Please copy out the entries below exactly, beginning with the line that contains "indicate the shoreline, a" and ending with the line that contains "indicate the water", and include nothing outside that span.

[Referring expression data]
####################

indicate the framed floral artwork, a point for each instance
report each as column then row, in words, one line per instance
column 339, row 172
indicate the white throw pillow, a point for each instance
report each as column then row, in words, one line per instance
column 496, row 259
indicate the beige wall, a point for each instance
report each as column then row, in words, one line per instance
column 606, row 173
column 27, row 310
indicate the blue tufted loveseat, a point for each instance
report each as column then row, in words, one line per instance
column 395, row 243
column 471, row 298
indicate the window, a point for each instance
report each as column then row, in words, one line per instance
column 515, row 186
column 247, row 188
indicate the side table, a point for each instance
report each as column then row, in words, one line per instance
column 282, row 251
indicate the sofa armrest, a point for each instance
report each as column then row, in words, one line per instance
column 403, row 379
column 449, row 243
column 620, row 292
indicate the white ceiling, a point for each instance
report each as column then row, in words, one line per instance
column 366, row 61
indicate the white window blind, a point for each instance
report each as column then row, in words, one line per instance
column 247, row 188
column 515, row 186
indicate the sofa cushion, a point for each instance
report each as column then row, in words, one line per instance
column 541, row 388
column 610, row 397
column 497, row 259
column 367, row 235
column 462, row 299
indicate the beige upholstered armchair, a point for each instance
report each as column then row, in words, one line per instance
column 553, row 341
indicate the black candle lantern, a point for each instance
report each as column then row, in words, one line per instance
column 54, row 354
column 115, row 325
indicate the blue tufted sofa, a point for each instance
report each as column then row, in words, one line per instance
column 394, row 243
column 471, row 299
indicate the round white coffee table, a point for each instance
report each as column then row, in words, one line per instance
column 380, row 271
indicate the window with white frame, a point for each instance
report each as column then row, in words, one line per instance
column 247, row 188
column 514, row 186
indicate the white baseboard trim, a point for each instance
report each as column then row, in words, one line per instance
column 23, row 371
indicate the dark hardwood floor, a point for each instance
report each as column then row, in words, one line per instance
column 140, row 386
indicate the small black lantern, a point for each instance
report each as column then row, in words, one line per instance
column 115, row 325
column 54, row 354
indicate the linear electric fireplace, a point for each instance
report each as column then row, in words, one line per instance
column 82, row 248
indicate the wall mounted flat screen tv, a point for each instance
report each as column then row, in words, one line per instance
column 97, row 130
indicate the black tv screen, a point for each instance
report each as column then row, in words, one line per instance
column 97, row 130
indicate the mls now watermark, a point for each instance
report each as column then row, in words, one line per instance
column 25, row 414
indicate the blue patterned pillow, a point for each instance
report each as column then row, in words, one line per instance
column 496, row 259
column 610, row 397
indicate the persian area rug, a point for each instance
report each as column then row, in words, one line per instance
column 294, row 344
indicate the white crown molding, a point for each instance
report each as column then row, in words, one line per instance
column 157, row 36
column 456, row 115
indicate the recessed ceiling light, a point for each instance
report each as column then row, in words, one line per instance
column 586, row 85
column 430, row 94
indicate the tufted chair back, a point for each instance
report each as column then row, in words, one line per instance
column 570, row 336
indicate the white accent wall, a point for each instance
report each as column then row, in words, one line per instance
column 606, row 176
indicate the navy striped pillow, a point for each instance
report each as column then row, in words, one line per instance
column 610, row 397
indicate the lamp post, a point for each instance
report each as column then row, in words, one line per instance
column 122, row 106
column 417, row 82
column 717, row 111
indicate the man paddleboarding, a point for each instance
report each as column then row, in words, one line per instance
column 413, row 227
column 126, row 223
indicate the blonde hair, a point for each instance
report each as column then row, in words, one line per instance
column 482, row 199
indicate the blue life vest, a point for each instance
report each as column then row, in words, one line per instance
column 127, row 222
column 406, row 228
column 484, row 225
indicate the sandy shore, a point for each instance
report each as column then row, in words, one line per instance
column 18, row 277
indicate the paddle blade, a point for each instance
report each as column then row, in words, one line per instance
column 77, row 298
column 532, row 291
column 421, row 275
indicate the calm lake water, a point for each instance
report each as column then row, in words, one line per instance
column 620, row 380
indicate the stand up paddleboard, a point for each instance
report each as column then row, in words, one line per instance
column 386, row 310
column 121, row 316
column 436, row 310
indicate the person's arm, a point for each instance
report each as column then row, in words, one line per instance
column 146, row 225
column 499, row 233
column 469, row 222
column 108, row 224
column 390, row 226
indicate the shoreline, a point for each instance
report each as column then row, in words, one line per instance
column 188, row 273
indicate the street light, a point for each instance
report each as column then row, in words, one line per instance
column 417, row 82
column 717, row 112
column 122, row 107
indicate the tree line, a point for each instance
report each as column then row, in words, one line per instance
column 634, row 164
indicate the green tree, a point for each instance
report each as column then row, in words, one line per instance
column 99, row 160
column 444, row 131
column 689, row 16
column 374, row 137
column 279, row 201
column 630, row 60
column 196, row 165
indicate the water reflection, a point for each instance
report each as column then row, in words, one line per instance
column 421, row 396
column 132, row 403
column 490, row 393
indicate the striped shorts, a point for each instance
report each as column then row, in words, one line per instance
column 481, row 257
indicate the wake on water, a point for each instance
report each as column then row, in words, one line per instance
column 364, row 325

####################

**TASK RESPONSE**
indicate the shoreline, a point for each instance
report each as column then row, in words, one line per instance
column 188, row 273
indicate the street light, a point for each instance
report each as column then row, in words, one line per instance
column 417, row 82
column 717, row 112
column 122, row 107
indicate the tree line, a point for each instance
report each as column then row, in words, one line per instance
column 634, row 164
indicate the green tree, a point for each instance
report each as column then row, in words, one line per instance
column 99, row 160
column 444, row 131
column 689, row 16
column 374, row 137
column 279, row 201
column 630, row 60
column 196, row 165
indicate the water reflection, a point for each instance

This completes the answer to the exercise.